TEXT SEGMENT:
---+---
On Thu, Aug 10, 2023 at 08:38:09PM +0200, Thomas Gleixner wrote:
> From: Thomas Gleixner <[email protected]>
>
> Applying microcode late can be fatal for the running kernel when the update
> changes functionality which is in use already in a non-compatible way,
> e.g. by removing a CPUID bit.

This includes all compatibility constraints? Because IIRC we've also had
trouble because a CPUID bit got set. Kernel didn't know about, didn't
manage it, but userspace saw the bit and happily tried to use it.

Ofc I can't remember the exact case :/ but anything that changes the
xsave size/state would obviously cause trouble.


2023-08-11 10:00:39

by Thomas Gleixner

[permalink] [raw]
Subject: Re: [patch 29/30] x86/microcode: Prepare for minimal revision check

On Thu, Aug 10 2023 at 22:54, Peter Zijlstra wrote:
> On Thu, Aug 10, 2023 at 08:38:09PM +0200, Thomas Gleixner wrote:
>> From: Thomas Gleixner <[email protected]>
>>
>> Applying microcode late can be fatal for the running kernel when the update
>> changes functionality which is in use already in a non-compatible way,
>> e.g. by removing a CPUID bit.
>
> This includes all compatibility constraints? Because IIRC we've also had
> trouble because a CPUID bit got set. Kernel didn't know about, didn't
> manage it, but userspace saw the bit and happily tried to use it.

We don't know. If the microcoders screw that minrev constraint up, then
we are up the creek w/o a paddle as before.

> Ofc I can't remember the exact case :/ but anything that changes the
> xsave size/state would obviously cause trouble.

Details. :)

2023-08-11 15:41:48

by Arjan van de Ven

[permalink] [raw]
Subject: Re: [patch 29/30] x86/microcode: Prepare for minimal revision check

On 8/10/2023 1:54 PM, Peter Zijlstra wrote:
> On Thu, Aug 10, 2023 at 08:38:09PM +0200, Thomas Gleixner wrote:
>> From: Thomas Gleixner <[email protected]>
>>
>> Applying microcode late can be fatal for the running kernel when the update
>> changes functionality which is in use already in a non-compatible way,
>> e.g. by removing a CPUID bit.
>
> This includes all compatibility constraints? Because IIRC we've also had
> trouble because a CPUID bit got set. Kernel didn't know about, didn't

do you have the details on that -- I don't know of any of those outside
of enumerating the sidechannel status cpuid bits.

> manage it, but userspace saw the bit and happily tried to use it.

yes it contains all the compatibility constraints the OS folks (e.g. the intel kernel folks)
could convey to the microcode team. If you think the constraints are
not complete please help us improve them

>
> Ofc I can't remember the exact case :/ but anything that changes the
> xsave size/state would obviously cause trouble.

of course that cant' happen at runtime at all correctly.
>
---+---
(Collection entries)
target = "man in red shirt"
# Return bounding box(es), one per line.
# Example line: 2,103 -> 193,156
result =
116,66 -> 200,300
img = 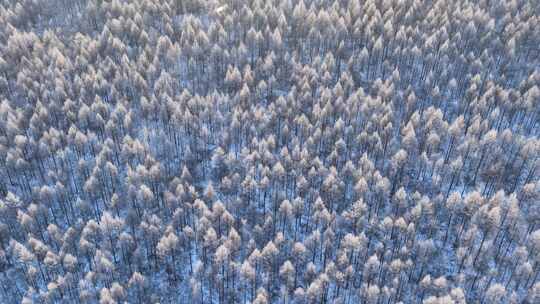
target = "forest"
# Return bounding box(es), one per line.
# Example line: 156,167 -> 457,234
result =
0,0 -> 540,304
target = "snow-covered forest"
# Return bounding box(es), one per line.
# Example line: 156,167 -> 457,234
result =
0,0 -> 540,304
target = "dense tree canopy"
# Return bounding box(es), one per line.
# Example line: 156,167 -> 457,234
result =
0,0 -> 540,304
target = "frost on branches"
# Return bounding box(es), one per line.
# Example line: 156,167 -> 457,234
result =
0,0 -> 540,304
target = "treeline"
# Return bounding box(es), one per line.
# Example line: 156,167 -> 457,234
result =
0,0 -> 540,304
---+---
TASKS:
A. Return the stretch of the microcode thread from "do you have" through "intel kernel folks)".
B. Name every person identified by name in the microcode thread.
C. Answer these questions from the microcode thread:
(i) What example is given of an update change that can make late microcode application fatal?
(ii) What timestamp is shown for Arjan van de Ven's reply?
(iii) Aside from which CPUID bits does Arjan van de Ven say he knows of no such cases?

RESULTS:
A.
do you have the details on that -- I don't know of any of those outside
of enumerating the sidechannel status cpuid bits.

> manage it, but userspace saw the bit and happily tried to use it.

yes it contains all the compatibility constraints the OS folks (e.g. the intel kernel folks)

B. Thomas Gleixner, Peter Zijlstra, Arjan van de Ven

C.
(i) Removing a CPUID bit.
(ii) 2023-08-11 15:41:48
(iii) The sidechannel status CPUID bits.